* Begin Data supplied *
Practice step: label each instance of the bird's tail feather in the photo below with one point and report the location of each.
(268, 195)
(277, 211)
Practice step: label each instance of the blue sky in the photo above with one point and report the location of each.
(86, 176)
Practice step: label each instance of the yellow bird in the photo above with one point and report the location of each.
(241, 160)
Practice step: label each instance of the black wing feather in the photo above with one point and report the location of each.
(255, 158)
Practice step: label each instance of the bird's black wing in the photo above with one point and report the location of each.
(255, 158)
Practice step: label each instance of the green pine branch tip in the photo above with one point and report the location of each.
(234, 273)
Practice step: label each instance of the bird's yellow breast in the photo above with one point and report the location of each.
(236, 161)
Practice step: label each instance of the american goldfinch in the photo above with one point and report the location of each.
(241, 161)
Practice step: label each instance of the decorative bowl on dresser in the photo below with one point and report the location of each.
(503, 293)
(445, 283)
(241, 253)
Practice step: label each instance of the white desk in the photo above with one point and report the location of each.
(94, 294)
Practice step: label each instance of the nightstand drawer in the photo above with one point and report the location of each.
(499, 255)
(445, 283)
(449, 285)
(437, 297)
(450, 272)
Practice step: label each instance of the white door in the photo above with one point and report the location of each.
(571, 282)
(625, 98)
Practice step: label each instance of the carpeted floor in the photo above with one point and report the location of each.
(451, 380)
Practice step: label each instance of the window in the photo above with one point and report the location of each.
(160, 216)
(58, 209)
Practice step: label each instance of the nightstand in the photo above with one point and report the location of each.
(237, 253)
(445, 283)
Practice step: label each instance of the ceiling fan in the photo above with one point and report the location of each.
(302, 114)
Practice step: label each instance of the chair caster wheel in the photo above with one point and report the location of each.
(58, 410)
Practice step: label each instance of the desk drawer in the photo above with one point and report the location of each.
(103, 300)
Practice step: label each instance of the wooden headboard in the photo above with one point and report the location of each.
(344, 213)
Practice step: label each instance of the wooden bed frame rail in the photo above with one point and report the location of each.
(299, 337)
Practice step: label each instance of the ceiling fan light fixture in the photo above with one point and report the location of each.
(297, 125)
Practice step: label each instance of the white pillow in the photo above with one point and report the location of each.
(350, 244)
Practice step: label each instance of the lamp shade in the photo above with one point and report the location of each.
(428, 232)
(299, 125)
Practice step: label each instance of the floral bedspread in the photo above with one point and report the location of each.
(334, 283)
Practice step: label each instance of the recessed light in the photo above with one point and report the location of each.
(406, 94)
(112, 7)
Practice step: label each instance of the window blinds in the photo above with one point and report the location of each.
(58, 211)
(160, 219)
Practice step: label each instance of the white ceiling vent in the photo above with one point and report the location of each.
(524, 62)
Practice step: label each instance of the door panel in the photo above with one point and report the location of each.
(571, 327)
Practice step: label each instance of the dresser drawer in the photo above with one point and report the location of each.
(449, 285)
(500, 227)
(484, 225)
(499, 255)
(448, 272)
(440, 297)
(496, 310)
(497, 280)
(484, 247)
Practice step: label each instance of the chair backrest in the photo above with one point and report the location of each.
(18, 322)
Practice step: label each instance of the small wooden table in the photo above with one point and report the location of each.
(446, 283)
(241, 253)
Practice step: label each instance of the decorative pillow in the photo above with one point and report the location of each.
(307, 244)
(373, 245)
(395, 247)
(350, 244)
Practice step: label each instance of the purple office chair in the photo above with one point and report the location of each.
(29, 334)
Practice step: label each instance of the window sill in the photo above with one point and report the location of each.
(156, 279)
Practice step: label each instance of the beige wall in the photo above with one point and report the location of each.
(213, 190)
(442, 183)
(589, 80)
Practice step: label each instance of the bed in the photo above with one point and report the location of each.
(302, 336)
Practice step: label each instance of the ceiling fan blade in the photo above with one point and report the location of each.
* End Data supplied *
What needs to be done >>
Please restate the records in full, word for word.

The result >>
Practice step: label each instance of the bird's tail feather in the photo below with one point and report the location of each.
(268, 195)
(277, 211)
Practice step: label each instance of the blue sky in the photo above with one point and report the location of each.
(86, 176)
Practice step: label each instance of the yellow bird in the photo above with one point and report the location of each.
(241, 160)
Practice step: label each instance of the black wing feather in the photo above with one point and report the location of each.
(255, 158)
Practice step: label each instance of the bird's black wing in the photo above with one point and report the location of each.
(255, 158)
Practice step: label each instance of the green pine branch tip in the photo above with one point and report the location of each.
(234, 273)
Practice step: label each instance of the bird's yellow breast in the photo above with one point and report the location of each.
(236, 161)
Practice step: label each instance of the american goldfinch in the photo above with one point and report the location of each.
(241, 161)
Practice step: label each instance of the decorative bowl on dresser in the photo below with one point and report the location of each.
(503, 293)
(445, 283)
(241, 253)
Practice step: label each instance of the white desk in the photo above with one point and report the location of each.
(94, 294)
Practice step: label each instance of the nightstand drawer in the photo above with one point and report the location of each.
(499, 255)
(445, 283)
(449, 285)
(437, 297)
(450, 272)
Practice step: label each instance of the white door in the photo above with one point and report the location of each.
(571, 282)
(625, 98)
Practice step: label each instance of the carpeted floor in the photo above with one point and report the location of each.
(451, 380)
Practice step: label each instance of the window in the photo above with one point and report the location of each.
(160, 216)
(58, 209)
Practice step: label each instance of the nightstand in the photo above with one point and report the location of each.
(237, 253)
(445, 283)
Practice step: label each instance of the ceiling fan in the photo above with one point and report the location of each.
(302, 114)
Practice step: label each instance of the chair caster wheel in the photo above with one point and report the location of each.
(58, 410)
Practice step: label each instance of the desk drawer in the photo above with one point and report the location of each.
(103, 300)
Practice step: label each instance of the wooden headboard in the photo above with one point and report the location of each.
(344, 213)
Practice step: label each instance of the wooden bed frame rail in the photo above with one point and report the location of each.
(299, 337)
Practice step: label each instance of the ceiling fan light fixture in the photo above with one point and report the location of each.
(297, 125)
Practice step: label each instance of the white pillow in the photo above with one point and report the location of each.
(350, 244)
Practice step: label each instance of the lamp shade in the photo above with one point and report the location of each.
(428, 232)
(299, 125)
Practice step: label each instance of the floral bedspread in the photo above with one point and report the location of each.
(334, 283)
Practice step: label each instance of the recessed light in the photo above with one point and report the location of each.
(406, 94)
(112, 7)
Practice step: label each instance of the window blinds in the photo above with one point and report the location of each.
(58, 211)
(160, 219)
Practice step: label each instance of the white ceiling vent in the photo above with one point and report the location of each.
(524, 62)
Practice step: label each instance of the door panel in the photo above with one point and report the location of each.
(571, 327)
Practice step: label each instance of the dresser drawer in the photo above with one point and report the location of each.
(449, 285)
(500, 227)
(484, 225)
(499, 255)
(448, 272)
(440, 297)
(496, 310)
(497, 280)
(484, 247)
Practice step: label each instance of the chair backrest in the photo above with one point and report the location of each.
(18, 322)
Practice step: label each instance of the small wooden table in the photo above with one point and report the location of each.
(446, 283)
(241, 253)
Practice step: label each instance of the decorative pillow in the photo above with one point and report the location of each.
(307, 244)
(373, 245)
(395, 247)
(350, 244)
Practice step: label each instance of the purple office chair in the photo above with one point and report the location of each.
(29, 334)
Practice step: label each instance of the window sill in the photo above with one point and report the location of each.
(156, 279)
Practice step: label each instance of the beige wall in the photo above with one point and report the location of each.
(213, 190)
(442, 183)
(589, 80)
Practice step: label each instance of the bed in the photo above with one point and report the location of each.
(302, 336)
Practice step: label each instance of the ceiling fan blade in the photo above with one point and report the location of each.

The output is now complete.